- TEXT FOR ANALYSIS
-*-*-

5 Benefits Of Strength Training For Endurance Athletes…But They Still Won’t Lift Heavy Things!By
How Can Strength Training Help?
For most endurance athletes the benefits of strength training are outweighed by the fear of gaining too much bulk, loss of flexibility and diminished "feel" of their sport.
Let’s get one thing clear right now, strength training for endurance athletes is not about developing a ‘beach body’ or turning you into a muscle bound hulk. I can promise you that getting down to the gym to strength train for two or three times a week will make you stronger in your event (running, cycling, swimming, adventure racing). I’ve worked with enough endurance athletes to know that a good strength training programme will not only make you stronger and faster but will help you to remain injury free.
Still not convinced? Here’s the top 5 training benefits that can be yours in exchange for just two to three short strength training sessions each week.
1. Increased power output – the fastest person wins the race, right. To be fast you need to be powerful. To be powerful you need to be able to generate force. So it doesn't matter if you are splashing around in a pool or running the streets, you need to be able to put down more power which will translate to higher speeds on the tarmac or in the pool.
2. Power up those hills – if you are a runner you will know that there’s no such thing as a fast flat course and if you want to see how a race can be won or lost on the hills watch a clip of Fraser Cartmell destroying Stephen Bayliss on the final hill in an Ironman 70.3 event.

-*-*-

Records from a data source
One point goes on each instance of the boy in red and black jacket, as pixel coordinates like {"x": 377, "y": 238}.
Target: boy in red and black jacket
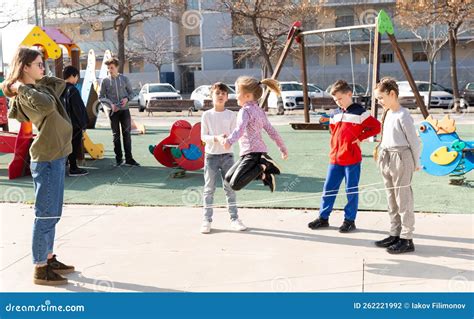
{"x": 349, "y": 125}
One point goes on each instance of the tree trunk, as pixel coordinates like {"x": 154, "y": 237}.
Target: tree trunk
{"x": 454, "y": 73}
{"x": 121, "y": 45}
{"x": 430, "y": 89}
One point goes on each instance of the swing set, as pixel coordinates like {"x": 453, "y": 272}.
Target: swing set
{"x": 382, "y": 25}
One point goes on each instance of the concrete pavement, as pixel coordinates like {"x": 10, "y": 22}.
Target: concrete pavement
{"x": 161, "y": 249}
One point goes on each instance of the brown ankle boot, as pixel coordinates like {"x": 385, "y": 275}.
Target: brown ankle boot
{"x": 60, "y": 268}
{"x": 45, "y": 275}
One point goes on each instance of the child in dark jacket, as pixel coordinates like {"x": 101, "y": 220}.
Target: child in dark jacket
{"x": 76, "y": 110}
{"x": 349, "y": 125}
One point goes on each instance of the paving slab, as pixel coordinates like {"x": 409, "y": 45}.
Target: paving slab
{"x": 160, "y": 249}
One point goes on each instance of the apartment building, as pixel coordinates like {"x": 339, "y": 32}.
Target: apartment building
{"x": 204, "y": 50}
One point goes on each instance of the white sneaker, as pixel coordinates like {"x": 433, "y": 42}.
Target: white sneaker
{"x": 237, "y": 224}
{"x": 206, "y": 227}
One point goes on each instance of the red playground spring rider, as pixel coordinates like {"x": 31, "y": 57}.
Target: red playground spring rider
{"x": 182, "y": 149}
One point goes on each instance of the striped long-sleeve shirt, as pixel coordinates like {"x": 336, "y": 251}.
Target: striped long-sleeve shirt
{"x": 251, "y": 119}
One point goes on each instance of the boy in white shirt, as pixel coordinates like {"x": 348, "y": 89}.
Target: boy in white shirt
{"x": 216, "y": 124}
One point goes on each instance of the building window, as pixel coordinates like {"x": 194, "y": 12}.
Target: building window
{"x": 344, "y": 21}
{"x": 419, "y": 57}
{"x": 242, "y": 62}
{"x": 192, "y": 4}
{"x": 386, "y": 58}
{"x": 193, "y": 41}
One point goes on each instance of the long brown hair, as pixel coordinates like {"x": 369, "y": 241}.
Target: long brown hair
{"x": 23, "y": 57}
{"x": 248, "y": 84}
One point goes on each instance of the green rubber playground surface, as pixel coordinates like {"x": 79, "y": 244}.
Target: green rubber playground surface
{"x": 299, "y": 186}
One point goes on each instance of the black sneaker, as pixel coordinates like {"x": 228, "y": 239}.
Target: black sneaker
{"x": 131, "y": 162}
{"x": 319, "y": 223}
{"x": 347, "y": 226}
{"x": 401, "y": 246}
{"x": 269, "y": 181}
{"x": 58, "y": 267}
{"x": 271, "y": 166}
{"x": 387, "y": 242}
{"x": 78, "y": 172}
{"x": 45, "y": 275}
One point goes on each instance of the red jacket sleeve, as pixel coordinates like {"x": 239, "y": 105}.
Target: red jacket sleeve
{"x": 370, "y": 127}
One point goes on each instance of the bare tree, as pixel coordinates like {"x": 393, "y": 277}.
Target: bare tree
{"x": 262, "y": 25}
{"x": 124, "y": 14}
{"x": 153, "y": 49}
{"x": 450, "y": 13}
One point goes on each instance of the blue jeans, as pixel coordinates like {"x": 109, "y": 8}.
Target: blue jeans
{"x": 218, "y": 165}
{"x": 336, "y": 173}
{"x": 48, "y": 181}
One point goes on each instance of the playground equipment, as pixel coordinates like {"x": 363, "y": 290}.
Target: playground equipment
{"x": 382, "y": 25}
{"x": 182, "y": 149}
{"x": 444, "y": 152}
{"x": 3, "y": 108}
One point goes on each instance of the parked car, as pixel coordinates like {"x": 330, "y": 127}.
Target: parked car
{"x": 316, "y": 91}
{"x": 439, "y": 97}
{"x": 157, "y": 91}
{"x": 203, "y": 93}
{"x": 467, "y": 94}
{"x": 357, "y": 89}
{"x": 291, "y": 94}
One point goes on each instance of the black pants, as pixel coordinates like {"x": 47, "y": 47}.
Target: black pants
{"x": 245, "y": 170}
{"x": 122, "y": 119}
{"x": 76, "y": 148}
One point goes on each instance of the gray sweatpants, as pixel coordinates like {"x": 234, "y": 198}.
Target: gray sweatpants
{"x": 397, "y": 167}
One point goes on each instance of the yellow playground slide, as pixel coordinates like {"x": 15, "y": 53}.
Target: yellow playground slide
{"x": 96, "y": 151}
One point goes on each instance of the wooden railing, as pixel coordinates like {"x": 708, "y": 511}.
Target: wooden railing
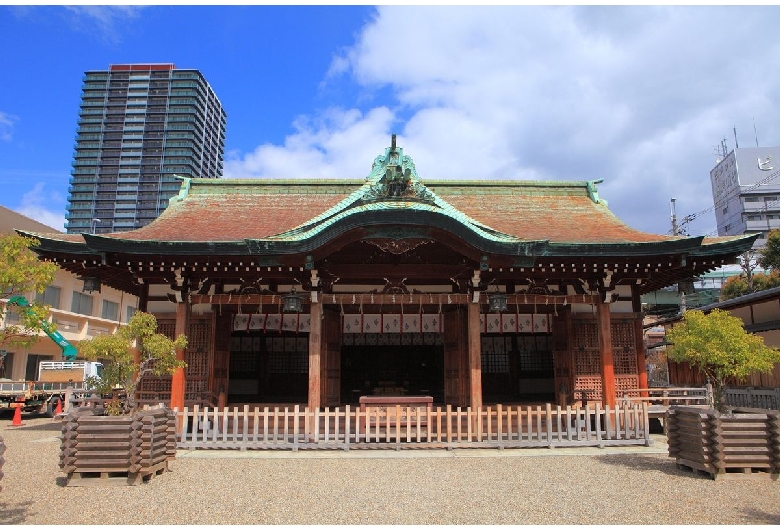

-*-*-

- TASK A
Summarize the text on strength training for endurance athletes in two sentences.
- TASK B
List the fears that, according to the piece on strength training for endurance athletes, outweigh its benefits for most such athletes.
- TASK C
Proceed with the article on strength training for endurance athletes, starting after its last sentence.

- RESPONSE A
Strength training for endurance athletes is not about building bulk, and two or three gym sessions a week will make them stronger, faster and better able to stay injury free. Its benefits include increased power output, which translates to higher speeds, and more power on hills, where a race can be won or lost.

- RESPONSE B
- Gaining too much bulk
- Loss of flexibility
- Diminished "feel" of their sport

- RESPONSE C
3. Increase the strength of your swim stroke – maybe running and cycling isn't your thing but by simply developing increased strength levels you'll be able to grab hold of the water and pull yourself through and watch how your stroke count drops.
4. Improved endurance – we don’t all have lungs like dustbin liners and hearts to match so there will be genetic limitations as to how much you can improve your aerobic capacity. Strength training will improve your muscular strength and endurance helping you become more efficient, which means you will be able to work at a higher percentage of your aerobic capacity for longer. Become efficient at what you do.
5. Banish those aches and pains – strength training will improve your gross athleticism making you a more robust athlete, allowing you to withstand the training demands placed on your body and helping you steer clear of injuries. I ran a clinic recently for runners and every single runner had been injured or had an injury….actually that's not correct, one lady wasn't injured but she had only taken running up 2-weeks before the clinic (only a matter of time then!). Same goes for cyclists with knackered knees and backs and swimmers with shoulders that are constantly pulsating with pain.